--- START ---

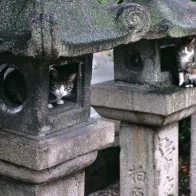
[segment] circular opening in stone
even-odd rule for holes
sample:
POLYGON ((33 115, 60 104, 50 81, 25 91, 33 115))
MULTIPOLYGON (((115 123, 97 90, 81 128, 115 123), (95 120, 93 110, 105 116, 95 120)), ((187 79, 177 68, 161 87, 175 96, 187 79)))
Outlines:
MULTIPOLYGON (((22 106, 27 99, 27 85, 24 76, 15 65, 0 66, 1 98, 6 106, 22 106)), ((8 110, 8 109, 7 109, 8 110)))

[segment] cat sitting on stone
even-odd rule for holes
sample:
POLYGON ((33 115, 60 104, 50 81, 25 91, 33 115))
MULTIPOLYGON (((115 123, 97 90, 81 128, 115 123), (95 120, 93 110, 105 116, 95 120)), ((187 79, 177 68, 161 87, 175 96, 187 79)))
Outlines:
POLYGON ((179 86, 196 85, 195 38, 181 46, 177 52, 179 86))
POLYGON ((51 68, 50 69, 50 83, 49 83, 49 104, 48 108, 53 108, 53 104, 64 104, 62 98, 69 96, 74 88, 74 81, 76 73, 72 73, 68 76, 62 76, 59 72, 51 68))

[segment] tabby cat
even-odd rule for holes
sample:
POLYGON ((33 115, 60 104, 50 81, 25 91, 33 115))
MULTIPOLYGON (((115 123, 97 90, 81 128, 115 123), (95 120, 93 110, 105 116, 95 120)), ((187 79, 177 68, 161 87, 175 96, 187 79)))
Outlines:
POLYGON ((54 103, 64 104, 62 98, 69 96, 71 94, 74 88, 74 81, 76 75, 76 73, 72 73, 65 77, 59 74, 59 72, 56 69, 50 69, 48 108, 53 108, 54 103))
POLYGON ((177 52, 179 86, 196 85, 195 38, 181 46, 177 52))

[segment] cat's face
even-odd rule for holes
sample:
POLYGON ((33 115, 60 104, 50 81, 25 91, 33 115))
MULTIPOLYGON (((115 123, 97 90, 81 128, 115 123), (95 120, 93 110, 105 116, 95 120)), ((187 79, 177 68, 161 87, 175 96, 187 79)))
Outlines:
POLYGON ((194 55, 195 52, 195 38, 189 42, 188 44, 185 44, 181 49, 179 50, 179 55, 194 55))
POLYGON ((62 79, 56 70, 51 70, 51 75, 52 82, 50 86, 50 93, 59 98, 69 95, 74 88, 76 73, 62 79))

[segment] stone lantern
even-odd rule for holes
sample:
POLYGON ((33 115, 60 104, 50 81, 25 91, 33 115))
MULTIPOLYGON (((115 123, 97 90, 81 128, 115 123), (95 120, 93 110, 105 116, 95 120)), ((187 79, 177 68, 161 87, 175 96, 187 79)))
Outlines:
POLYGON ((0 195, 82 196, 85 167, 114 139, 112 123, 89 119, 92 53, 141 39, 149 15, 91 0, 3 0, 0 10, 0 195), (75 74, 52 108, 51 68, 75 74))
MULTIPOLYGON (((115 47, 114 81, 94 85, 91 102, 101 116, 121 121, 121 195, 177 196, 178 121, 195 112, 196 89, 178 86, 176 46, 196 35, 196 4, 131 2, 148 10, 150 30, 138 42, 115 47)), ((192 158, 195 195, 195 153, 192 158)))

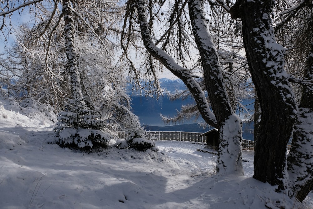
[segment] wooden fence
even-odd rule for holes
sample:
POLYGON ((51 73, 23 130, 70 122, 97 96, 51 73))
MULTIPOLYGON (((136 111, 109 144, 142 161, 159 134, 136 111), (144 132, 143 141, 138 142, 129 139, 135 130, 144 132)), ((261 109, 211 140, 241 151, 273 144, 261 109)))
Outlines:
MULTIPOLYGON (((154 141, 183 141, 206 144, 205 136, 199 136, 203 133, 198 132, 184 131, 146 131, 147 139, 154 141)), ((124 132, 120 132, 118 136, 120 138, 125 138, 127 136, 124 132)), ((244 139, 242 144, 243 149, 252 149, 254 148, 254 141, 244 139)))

--- END ---
--- START ---

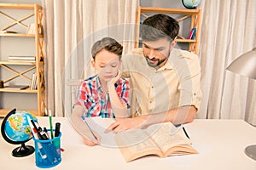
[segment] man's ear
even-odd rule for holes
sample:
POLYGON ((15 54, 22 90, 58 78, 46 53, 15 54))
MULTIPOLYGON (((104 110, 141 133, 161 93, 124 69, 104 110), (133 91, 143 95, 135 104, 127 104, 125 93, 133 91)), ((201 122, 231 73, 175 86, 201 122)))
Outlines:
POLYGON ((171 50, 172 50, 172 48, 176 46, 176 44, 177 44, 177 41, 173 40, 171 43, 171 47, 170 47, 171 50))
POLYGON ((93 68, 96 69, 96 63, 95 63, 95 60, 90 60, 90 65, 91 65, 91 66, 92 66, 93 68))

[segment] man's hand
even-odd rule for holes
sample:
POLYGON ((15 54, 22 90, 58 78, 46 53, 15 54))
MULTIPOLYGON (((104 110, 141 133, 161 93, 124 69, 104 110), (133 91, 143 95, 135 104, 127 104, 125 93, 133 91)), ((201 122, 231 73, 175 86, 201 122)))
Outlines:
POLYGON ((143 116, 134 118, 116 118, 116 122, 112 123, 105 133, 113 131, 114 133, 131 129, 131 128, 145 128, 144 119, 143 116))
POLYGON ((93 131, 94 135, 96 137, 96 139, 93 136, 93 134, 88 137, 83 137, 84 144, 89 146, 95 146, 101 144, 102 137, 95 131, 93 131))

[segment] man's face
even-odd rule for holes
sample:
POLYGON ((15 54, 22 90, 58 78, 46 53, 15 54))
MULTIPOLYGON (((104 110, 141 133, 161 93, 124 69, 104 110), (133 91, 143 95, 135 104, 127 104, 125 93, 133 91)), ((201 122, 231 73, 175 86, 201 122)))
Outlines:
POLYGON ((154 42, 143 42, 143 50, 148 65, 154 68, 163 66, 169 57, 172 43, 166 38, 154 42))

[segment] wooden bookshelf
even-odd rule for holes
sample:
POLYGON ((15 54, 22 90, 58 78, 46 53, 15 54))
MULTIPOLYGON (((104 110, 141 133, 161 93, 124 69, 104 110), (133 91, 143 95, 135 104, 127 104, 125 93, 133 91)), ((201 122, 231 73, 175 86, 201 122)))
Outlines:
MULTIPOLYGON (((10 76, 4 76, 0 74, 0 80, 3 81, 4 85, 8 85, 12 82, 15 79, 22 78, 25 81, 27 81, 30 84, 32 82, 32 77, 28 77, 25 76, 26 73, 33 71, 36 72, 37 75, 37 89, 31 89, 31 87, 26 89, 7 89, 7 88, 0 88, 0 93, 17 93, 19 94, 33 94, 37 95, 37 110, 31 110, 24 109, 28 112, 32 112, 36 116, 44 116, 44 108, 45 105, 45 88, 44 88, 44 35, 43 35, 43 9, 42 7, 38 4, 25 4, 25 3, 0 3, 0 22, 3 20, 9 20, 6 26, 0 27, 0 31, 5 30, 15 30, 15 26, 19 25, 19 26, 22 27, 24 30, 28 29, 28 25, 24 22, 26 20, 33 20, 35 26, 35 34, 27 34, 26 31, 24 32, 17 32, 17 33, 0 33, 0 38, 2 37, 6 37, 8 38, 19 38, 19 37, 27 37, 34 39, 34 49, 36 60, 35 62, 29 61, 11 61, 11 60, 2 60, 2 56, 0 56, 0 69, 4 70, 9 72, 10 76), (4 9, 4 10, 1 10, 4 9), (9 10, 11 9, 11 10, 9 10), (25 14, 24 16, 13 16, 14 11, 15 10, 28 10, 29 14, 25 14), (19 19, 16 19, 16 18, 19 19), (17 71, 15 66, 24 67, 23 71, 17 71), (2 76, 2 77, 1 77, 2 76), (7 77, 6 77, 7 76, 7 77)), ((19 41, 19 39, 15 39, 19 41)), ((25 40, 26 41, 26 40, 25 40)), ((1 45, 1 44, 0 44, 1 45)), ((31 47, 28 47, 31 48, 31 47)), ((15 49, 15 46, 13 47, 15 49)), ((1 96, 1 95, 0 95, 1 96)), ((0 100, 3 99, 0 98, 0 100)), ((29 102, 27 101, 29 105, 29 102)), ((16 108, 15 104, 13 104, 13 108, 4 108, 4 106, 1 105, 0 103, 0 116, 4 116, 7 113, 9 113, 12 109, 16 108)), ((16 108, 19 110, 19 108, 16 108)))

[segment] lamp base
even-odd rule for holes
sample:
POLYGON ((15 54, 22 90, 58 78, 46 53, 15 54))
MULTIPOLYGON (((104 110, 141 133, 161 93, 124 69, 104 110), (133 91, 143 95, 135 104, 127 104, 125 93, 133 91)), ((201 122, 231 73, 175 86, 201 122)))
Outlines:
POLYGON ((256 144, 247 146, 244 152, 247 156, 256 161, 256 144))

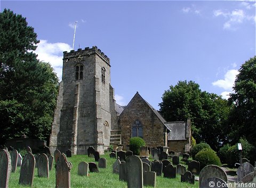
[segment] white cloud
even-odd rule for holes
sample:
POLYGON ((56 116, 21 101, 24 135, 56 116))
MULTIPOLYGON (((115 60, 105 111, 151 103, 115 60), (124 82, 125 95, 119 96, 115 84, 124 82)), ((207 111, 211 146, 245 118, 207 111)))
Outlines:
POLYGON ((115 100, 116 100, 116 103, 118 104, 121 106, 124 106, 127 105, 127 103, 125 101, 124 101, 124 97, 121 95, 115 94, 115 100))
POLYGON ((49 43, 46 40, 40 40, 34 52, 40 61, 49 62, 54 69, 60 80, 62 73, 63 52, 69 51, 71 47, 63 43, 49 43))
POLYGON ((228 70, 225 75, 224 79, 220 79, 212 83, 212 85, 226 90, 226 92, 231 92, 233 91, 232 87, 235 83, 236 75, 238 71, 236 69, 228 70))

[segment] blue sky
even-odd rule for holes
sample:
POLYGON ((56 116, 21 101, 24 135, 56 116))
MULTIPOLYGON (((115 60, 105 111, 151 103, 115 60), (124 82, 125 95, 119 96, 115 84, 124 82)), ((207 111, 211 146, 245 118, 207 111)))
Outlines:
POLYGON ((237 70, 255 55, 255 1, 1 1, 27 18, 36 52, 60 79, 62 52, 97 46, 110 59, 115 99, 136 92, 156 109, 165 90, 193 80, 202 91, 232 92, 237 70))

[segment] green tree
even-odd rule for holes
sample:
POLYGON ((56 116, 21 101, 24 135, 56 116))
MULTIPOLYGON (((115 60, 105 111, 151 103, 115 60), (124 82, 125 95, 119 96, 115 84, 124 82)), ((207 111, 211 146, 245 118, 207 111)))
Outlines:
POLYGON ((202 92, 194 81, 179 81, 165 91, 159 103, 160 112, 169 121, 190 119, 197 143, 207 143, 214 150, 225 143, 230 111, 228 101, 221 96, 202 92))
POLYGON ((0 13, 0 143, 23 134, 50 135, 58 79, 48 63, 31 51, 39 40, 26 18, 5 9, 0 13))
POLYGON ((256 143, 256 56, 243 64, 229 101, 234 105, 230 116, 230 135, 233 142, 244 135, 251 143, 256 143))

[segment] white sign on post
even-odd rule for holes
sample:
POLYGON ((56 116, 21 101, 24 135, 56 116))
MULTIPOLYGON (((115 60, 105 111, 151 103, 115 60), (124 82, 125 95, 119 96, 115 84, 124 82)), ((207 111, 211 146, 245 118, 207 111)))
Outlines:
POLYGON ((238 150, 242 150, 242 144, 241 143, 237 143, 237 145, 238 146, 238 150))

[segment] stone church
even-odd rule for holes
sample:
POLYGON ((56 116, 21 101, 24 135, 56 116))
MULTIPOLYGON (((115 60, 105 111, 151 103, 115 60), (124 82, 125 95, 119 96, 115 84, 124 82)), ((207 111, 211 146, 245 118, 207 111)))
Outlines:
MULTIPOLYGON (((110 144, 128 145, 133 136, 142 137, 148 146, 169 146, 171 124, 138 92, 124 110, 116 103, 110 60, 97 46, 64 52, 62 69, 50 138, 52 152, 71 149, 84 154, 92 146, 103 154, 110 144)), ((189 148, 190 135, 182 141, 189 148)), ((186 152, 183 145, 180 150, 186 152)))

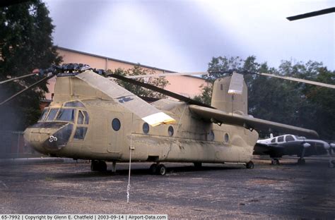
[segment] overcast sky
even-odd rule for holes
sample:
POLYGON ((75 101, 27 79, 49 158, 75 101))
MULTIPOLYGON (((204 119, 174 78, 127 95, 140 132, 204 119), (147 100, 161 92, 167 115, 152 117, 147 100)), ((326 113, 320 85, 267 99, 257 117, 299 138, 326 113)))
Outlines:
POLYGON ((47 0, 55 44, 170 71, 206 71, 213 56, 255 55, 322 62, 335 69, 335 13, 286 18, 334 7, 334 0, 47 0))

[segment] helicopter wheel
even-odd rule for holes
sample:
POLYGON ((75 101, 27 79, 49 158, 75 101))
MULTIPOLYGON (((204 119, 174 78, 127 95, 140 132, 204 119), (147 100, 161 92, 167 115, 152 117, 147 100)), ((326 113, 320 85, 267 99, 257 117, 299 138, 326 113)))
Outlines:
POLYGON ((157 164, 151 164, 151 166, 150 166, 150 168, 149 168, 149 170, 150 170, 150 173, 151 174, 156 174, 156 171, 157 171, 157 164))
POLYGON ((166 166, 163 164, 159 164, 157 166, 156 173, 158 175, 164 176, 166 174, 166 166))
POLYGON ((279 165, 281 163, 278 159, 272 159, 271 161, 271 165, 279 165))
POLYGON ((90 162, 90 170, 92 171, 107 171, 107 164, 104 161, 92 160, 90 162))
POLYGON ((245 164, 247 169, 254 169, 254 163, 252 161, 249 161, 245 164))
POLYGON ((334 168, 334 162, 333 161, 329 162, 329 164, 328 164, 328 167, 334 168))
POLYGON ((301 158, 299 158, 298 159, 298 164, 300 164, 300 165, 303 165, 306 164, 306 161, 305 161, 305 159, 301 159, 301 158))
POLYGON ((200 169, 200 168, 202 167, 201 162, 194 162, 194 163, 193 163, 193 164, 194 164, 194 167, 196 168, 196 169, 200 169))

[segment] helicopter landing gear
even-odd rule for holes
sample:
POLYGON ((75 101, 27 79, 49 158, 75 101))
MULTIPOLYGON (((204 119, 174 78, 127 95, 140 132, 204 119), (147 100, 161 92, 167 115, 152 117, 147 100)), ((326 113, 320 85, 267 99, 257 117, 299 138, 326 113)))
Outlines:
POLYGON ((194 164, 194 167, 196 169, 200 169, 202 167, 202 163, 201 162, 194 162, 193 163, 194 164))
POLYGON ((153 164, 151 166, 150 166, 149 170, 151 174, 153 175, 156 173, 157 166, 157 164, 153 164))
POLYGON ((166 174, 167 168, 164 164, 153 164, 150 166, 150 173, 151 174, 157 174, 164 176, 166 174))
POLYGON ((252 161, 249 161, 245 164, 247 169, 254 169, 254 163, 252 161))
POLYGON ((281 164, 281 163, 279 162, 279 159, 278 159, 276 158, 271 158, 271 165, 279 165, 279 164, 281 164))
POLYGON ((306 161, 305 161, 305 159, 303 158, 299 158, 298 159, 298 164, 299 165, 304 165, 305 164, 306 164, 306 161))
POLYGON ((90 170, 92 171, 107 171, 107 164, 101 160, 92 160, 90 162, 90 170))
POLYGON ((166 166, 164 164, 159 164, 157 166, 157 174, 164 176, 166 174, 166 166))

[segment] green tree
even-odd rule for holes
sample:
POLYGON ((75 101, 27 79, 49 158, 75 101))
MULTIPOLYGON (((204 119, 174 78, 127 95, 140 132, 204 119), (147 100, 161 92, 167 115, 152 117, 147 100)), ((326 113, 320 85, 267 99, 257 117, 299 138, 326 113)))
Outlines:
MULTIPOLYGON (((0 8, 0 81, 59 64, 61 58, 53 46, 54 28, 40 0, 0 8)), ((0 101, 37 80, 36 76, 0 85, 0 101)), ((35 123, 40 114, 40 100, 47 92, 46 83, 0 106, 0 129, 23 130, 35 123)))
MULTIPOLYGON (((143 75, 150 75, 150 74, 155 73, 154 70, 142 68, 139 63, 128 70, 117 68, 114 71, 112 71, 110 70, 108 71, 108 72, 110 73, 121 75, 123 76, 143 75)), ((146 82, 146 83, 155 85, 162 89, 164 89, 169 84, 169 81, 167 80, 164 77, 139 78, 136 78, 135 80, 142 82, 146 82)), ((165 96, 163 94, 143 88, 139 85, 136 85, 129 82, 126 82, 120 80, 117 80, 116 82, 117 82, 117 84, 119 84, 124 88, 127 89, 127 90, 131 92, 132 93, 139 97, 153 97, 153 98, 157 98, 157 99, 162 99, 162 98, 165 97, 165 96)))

--- END ---
--- START ---

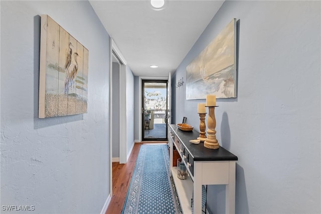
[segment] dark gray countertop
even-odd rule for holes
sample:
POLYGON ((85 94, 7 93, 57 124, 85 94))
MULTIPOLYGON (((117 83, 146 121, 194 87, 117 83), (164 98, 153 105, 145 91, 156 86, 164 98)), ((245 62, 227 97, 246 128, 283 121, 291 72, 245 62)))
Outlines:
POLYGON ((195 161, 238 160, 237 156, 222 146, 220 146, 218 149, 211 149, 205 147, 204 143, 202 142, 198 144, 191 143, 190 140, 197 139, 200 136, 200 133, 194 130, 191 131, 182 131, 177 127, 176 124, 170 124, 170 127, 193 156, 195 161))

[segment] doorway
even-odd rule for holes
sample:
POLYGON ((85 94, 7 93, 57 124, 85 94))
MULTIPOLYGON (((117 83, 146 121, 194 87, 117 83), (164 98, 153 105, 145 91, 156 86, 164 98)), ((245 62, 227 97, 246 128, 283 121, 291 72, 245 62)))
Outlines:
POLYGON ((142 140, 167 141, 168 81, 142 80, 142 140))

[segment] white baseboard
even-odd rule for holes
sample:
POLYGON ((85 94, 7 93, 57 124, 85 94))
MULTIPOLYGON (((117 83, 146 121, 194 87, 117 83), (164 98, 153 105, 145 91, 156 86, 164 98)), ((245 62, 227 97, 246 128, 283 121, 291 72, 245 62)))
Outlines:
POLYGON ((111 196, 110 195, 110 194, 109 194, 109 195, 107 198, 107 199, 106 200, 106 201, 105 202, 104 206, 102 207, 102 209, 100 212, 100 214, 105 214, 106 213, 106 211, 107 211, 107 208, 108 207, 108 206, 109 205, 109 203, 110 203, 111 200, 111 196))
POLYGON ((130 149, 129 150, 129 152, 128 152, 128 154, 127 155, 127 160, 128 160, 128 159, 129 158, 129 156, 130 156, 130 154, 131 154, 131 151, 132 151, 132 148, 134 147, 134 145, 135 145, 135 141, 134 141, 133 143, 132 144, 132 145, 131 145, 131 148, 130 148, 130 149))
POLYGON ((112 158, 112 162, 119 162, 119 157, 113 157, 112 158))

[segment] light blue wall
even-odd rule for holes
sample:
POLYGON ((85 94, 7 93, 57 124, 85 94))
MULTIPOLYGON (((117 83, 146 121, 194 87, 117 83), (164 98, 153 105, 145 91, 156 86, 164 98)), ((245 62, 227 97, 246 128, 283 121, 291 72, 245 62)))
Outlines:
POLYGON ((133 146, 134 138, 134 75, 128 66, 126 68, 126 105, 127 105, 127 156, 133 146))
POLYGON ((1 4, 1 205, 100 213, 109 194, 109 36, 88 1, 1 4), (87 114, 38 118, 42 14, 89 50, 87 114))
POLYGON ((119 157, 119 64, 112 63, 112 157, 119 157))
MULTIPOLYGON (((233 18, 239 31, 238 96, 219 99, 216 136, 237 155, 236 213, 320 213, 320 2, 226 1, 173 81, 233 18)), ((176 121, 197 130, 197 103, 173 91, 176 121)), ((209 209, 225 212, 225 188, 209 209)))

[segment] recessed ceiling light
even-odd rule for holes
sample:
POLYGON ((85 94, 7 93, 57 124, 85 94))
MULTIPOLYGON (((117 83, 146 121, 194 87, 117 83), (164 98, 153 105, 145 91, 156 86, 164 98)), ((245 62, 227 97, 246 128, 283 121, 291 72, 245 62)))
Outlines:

--- END ---

» EXERCISE OBJECTIVE:
Copy out again, unchanged, the lines from the one with "[segment] circular opening in stone" to the one with "MULTIPOLYGON (((22 106, 27", both of those included.

» EXERCISE OUTPUT:
[segment] circular opening in stone
even-odd rule for holes
sample:
POLYGON ((33 115, 60 104, 50 81, 25 91, 33 115))
MULTIPOLYGON (((115 123, 97 90, 81 128, 115 123), (95 120, 93 110, 105 116, 95 120)), ((187 79, 177 68, 161 87, 175 96, 187 79)))
Outlines:
MULTIPOLYGON (((22 106, 27 99, 27 85, 24 76, 15 65, 0 66, 1 98, 6 106, 22 106)), ((8 110, 8 109, 7 109, 8 110)))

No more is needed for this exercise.